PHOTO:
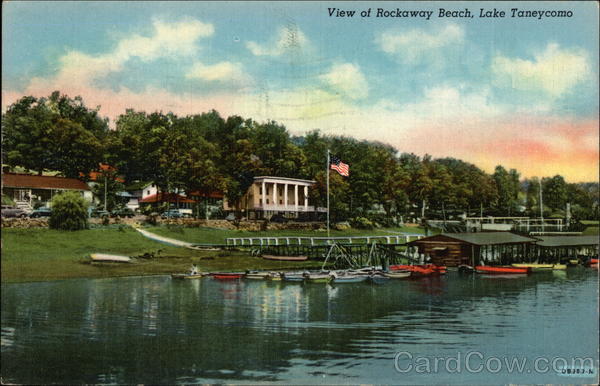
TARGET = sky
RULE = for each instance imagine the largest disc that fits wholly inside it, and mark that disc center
(517, 91)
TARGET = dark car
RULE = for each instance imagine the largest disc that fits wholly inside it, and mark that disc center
(13, 212)
(98, 212)
(122, 212)
(41, 212)
(172, 213)
(279, 218)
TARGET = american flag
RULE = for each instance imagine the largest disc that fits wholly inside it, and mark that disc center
(340, 167)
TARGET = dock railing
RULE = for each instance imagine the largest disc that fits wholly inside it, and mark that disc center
(304, 240)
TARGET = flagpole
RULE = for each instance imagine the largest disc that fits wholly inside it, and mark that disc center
(328, 167)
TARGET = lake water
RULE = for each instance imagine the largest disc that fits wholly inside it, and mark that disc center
(156, 330)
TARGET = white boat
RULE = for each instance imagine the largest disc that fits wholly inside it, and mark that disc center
(103, 257)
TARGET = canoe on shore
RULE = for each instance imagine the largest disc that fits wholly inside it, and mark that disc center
(285, 258)
(541, 267)
(106, 258)
(502, 270)
(183, 276)
(227, 275)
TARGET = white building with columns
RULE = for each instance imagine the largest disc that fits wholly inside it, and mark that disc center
(271, 195)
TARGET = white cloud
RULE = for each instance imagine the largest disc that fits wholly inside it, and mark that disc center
(555, 71)
(412, 45)
(219, 72)
(169, 39)
(288, 38)
(347, 78)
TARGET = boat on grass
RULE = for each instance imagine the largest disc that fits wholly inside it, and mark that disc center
(541, 267)
(227, 275)
(183, 276)
(317, 277)
(493, 270)
(285, 258)
(106, 258)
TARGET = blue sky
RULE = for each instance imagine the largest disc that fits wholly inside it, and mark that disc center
(518, 91)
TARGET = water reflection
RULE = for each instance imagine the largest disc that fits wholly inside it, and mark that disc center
(155, 330)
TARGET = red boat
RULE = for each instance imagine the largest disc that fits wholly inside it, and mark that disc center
(502, 270)
(227, 275)
(422, 269)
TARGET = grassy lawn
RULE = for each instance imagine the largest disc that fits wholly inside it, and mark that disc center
(43, 254)
(218, 236)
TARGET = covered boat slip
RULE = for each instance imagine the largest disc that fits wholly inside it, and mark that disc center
(503, 248)
(481, 248)
(565, 248)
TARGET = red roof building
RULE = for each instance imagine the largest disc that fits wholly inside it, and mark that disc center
(30, 181)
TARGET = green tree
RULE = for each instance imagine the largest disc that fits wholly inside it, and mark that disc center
(554, 192)
(55, 133)
(69, 212)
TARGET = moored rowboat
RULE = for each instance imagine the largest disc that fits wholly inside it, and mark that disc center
(502, 270)
(541, 267)
(348, 279)
(397, 274)
(256, 275)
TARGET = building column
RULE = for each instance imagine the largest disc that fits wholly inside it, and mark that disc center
(306, 198)
(296, 197)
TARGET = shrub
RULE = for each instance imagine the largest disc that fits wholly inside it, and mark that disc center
(361, 223)
(69, 212)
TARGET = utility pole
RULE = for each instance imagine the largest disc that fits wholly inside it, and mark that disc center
(541, 206)
(105, 191)
(328, 167)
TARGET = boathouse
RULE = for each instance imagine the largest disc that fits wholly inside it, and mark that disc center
(454, 249)
(552, 249)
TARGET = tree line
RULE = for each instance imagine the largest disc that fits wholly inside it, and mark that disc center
(209, 152)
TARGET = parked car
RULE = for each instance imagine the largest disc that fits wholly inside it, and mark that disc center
(8, 211)
(279, 218)
(13, 212)
(41, 212)
(98, 212)
(122, 212)
(172, 213)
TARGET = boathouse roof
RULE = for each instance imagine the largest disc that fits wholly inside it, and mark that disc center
(479, 238)
(567, 241)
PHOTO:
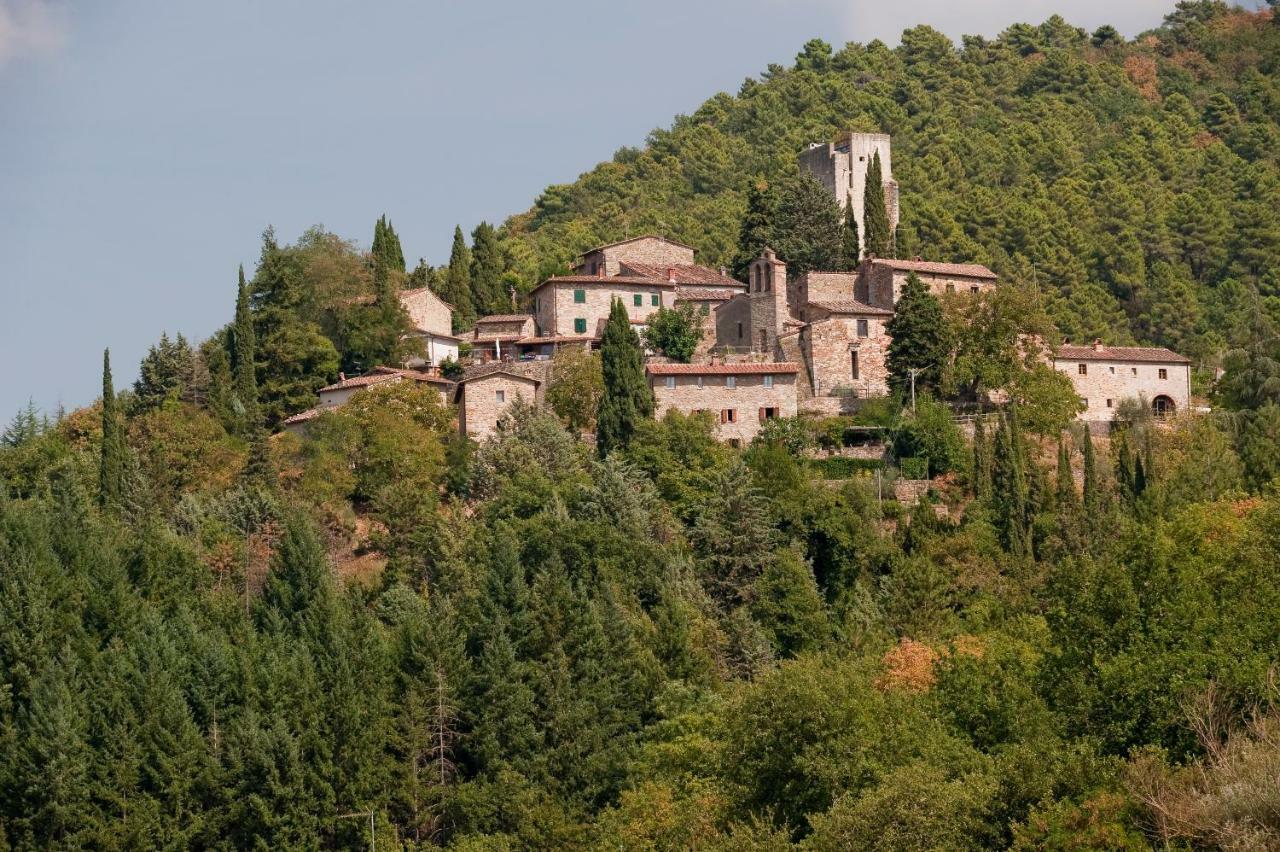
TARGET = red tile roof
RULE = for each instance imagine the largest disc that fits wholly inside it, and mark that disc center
(696, 294)
(681, 273)
(379, 375)
(607, 280)
(849, 306)
(1153, 355)
(932, 268)
(504, 317)
(636, 239)
(721, 369)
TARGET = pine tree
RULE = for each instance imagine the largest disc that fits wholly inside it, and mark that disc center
(757, 227)
(243, 352)
(112, 462)
(487, 268)
(853, 250)
(807, 230)
(627, 398)
(920, 339)
(876, 227)
(1092, 485)
(457, 283)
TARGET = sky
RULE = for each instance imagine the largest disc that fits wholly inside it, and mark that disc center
(145, 146)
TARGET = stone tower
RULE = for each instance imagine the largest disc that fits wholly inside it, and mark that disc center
(841, 166)
(767, 288)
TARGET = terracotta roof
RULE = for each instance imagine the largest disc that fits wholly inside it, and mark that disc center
(635, 239)
(849, 306)
(1155, 355)
(599, 279)
(695, 294)
(304, 416)
(681, 273)
(504, 317)
(379, 375)
(932, 268)
(721, 369)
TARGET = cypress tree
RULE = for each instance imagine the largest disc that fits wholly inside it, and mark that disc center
(627, 398)
(112, 462)
(807, 229)
(853, 250)
(878, 239)
(757, 228)
(487, 270)
(920, 339)
(242, 356)
(981, 459)
(1092, 486)
(457, 283)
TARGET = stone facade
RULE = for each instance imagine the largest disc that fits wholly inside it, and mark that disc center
(607, 260)
(740, 397)
(1105, 375)
(560, 312)
(846, 352)
(881, 280)
(841, 166)
(484, 398)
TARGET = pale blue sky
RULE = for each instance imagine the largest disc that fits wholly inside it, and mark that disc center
(144, 146)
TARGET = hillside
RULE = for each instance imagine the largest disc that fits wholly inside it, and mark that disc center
(1137, 183)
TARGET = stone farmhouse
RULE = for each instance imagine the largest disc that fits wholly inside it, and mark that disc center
(1105, 375)
(773, 346)
(336, 395)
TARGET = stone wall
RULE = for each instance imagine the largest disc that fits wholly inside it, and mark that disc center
(647, 250)
(480, 407)
(1106, 383)
(828, 347)
(556, 308)
(746, 401)
(426, 311)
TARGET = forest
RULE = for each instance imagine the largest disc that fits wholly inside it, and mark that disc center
(219, 635)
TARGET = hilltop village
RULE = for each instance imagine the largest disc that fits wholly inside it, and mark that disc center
(773, 346)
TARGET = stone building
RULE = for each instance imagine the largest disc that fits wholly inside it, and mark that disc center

▶ EXERCISE DETAILS
Pick out each line in the material containing "roof".

▶ TASK ANSWER
TARGET = red roof building
TARGET = boathouse roof
TARGET = red tile roof
TARGET = terracotta roof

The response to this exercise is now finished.